▶ _WHAT THE EXERCISE ASKS_
Please restate, word for word, the lines below that begin at the one with "Target: wispy cloud" and end at the one with "the shrub, given". Leave out all other lines.

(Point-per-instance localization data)
****************************************
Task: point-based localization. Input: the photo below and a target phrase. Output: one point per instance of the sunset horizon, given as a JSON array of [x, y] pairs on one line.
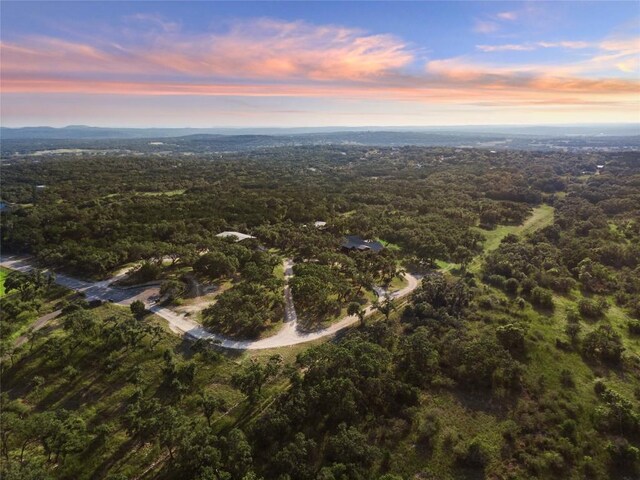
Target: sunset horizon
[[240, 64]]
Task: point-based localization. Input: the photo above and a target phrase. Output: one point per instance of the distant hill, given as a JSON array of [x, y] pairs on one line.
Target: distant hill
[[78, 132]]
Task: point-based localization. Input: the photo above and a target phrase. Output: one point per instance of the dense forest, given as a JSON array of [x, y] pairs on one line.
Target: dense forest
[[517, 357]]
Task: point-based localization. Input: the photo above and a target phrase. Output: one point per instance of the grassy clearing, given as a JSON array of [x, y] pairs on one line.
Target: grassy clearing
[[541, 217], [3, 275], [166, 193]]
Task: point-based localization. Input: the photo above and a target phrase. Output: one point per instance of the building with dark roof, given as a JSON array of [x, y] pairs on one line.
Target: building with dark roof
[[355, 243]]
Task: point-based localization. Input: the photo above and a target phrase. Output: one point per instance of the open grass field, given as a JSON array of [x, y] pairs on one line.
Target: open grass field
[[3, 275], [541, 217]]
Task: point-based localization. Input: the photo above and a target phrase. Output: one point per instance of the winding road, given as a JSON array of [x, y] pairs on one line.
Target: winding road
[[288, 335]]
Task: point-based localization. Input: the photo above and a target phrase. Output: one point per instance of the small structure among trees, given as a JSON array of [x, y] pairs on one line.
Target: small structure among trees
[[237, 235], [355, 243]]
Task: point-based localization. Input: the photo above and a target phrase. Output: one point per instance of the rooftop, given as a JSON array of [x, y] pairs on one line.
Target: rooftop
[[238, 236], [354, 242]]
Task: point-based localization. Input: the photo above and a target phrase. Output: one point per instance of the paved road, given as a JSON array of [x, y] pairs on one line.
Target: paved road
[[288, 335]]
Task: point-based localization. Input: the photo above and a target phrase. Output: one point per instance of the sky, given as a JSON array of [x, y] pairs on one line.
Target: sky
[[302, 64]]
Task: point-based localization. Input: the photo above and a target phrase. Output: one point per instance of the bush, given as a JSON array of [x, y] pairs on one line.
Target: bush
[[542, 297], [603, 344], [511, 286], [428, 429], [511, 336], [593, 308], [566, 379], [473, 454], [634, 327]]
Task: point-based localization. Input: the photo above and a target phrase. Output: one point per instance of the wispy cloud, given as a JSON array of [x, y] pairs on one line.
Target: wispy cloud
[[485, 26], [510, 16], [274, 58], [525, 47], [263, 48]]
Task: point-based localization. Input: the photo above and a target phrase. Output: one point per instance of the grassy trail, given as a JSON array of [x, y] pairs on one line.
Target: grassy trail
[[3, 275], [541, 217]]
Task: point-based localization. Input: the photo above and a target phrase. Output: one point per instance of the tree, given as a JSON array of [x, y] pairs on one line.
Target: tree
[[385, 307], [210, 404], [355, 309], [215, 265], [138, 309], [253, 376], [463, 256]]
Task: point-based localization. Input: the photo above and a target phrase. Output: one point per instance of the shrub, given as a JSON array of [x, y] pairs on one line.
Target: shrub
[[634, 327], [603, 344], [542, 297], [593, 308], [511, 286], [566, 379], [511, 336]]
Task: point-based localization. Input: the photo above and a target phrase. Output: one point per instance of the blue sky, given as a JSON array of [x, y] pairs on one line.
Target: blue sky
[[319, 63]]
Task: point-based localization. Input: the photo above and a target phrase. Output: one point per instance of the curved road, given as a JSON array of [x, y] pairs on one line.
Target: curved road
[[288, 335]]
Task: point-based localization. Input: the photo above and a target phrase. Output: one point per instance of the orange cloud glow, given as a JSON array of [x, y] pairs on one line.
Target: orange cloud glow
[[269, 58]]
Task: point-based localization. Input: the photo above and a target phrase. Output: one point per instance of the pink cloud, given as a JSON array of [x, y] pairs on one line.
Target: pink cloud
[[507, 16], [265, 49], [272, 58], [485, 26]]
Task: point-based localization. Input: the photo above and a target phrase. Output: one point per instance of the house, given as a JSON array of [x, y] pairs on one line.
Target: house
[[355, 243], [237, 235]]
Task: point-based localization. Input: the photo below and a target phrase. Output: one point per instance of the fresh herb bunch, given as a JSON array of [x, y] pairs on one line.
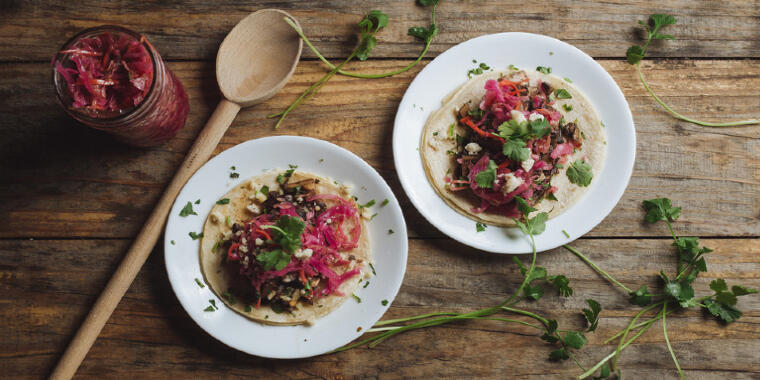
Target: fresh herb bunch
****************************************
▶ _SOLUTION_
Target: wispy cloud
[[485, 26], [510, 16], [274, 58], [525, 47], [263, 48]]
Task: point-based localization. Input: the photo above and a target phrase. Output: one point per instance of the grassy trail, given as a JSON array of [x, y] pairs on one line.
Target: grassy trail
[[3, 275], [541, 217]]
Task: point-based localization. Input: the photo above and a target phrase. Output: one point per instance of the tree, given as a JSON array of [x, y] pairs on one line.
Target: tree
[[385, 307], [210, 404], [355, 309], [215, 265], [138, 309], [253, 376], [463, 256]]
Task: point-based localization. Input: the photo above and a target phrase. Output: one point per instance of the shrub, given as a JSON array of [x, y] pairs on one line.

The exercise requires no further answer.